* BEGIN *

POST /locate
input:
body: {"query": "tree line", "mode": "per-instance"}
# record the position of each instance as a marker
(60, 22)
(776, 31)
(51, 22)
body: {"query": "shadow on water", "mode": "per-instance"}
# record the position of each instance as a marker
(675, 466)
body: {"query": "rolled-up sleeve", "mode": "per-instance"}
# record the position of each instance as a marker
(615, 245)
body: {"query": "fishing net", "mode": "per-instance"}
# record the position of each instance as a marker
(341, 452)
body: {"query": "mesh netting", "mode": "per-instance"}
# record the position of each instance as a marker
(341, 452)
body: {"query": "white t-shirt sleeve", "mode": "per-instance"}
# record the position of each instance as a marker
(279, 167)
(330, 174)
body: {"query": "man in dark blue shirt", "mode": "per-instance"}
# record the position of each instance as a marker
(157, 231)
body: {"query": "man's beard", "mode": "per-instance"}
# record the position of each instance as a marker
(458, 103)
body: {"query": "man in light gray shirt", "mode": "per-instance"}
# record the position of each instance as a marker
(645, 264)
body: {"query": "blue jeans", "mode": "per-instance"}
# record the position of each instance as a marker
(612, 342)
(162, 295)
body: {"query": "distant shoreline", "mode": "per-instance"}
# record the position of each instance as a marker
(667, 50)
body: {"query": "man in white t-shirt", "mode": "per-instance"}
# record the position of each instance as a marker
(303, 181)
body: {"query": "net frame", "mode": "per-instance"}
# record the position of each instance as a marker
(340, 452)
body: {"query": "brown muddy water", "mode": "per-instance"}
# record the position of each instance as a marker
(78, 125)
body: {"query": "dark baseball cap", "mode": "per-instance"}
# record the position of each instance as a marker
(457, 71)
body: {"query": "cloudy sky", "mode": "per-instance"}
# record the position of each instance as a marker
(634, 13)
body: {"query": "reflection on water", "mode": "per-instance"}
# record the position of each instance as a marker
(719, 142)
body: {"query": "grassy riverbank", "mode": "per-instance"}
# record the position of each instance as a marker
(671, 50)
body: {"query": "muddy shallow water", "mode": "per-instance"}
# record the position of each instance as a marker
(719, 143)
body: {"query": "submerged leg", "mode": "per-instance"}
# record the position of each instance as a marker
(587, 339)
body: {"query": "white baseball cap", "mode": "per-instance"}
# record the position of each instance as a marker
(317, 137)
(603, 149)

* END *

Aim → Set down all of the data above, word for word.

Result of this exercise →
POST /locate
input:
body: {"query": "tree line", "mode": "per-instance"}
# record the position of each instance as a marker
(60, 22)
(776, 31)
(51, 22)
body: {"query": "shadow on water", "mode": "per-instance"}
# record the position of each instance as a marker
(675, 466)
body: {"query": "rolled-up sleeve", "mode": "per-instance"}
# record the position of each instance as a marker
(615, 245)
body: {"query": "fishing net", "mode": "per-instance"}
# record the position of each instance as a marker
(341, 452)
body: {"query": "mesh netting", "mode": "per-instance"}
# record the position of each instance as a marker
(341, 452)
body: {"query": "white t-shirt sleeve", "mode": "per-instance"}
# record the position of each instance as a marker
(279, 167)
(330, 174)
body: {"query": "man in dark blue shirt", "mode": "per-instance"}
# record the position of each instance as a marker
(157, 231)
body: {"query": "man's beard", "mode": "per-instance"}
# record the position of each instance as a marker
(458, 103)
body: {"query": "man in light gray shirt", "mode": "per-instance"}
# record the position of each instance as a marker
(645, 264)
body: {"query": "blue jeans", "mode": "per-instance"}
# record the position of each instance as a marker
(612, 342)
(162, 295)
body: {"query": "distant shoreline", "mode": "per-instance"}
# record the position of each instance as a marker
(667, 50)
body: {"query": "man in white t-shirt", "mode": "per-instance"}
# record the position of each instance as a marker
(303, 181)
body: {"query": "net frame", "mode": "per-instance"}
# record the position of each instance as a marker
(340, 452)
body: {"query": "brown muddy water", "mode": "per-instance"}
# record the position of each instance as a marker
(78, 125)
body: {"query": "dark baseball cap", "mode": "per-instance"}
# record the position of each instance as a marker
(457, 71)
body: {"query": "cloudy sky", "mode": "per-instance"}
# record the position of each instance as a marker
(634, 13)
body: {"query": "reflection on water", "mode": "per-instance"}
# record the position of each instance as a marker
(719, 142)
body: {"query": "grassy riverbank", "mode": "per-instance"}
# record the position of each instance as a marker
(671, 50)
body: {"query": "muddy shallow water", "mode": "per-instance"}
# record the position of each instance as a marker
(719, 143)
body: {"query": "submerged leg", "mode": "per-instance"}
# record the position of each instance as a marker
(587, 339)
body: {"query": "white baseball cap", "mode": "per-instance"}
# record the position of each instance as a marker
(317, 137)
(603, 149)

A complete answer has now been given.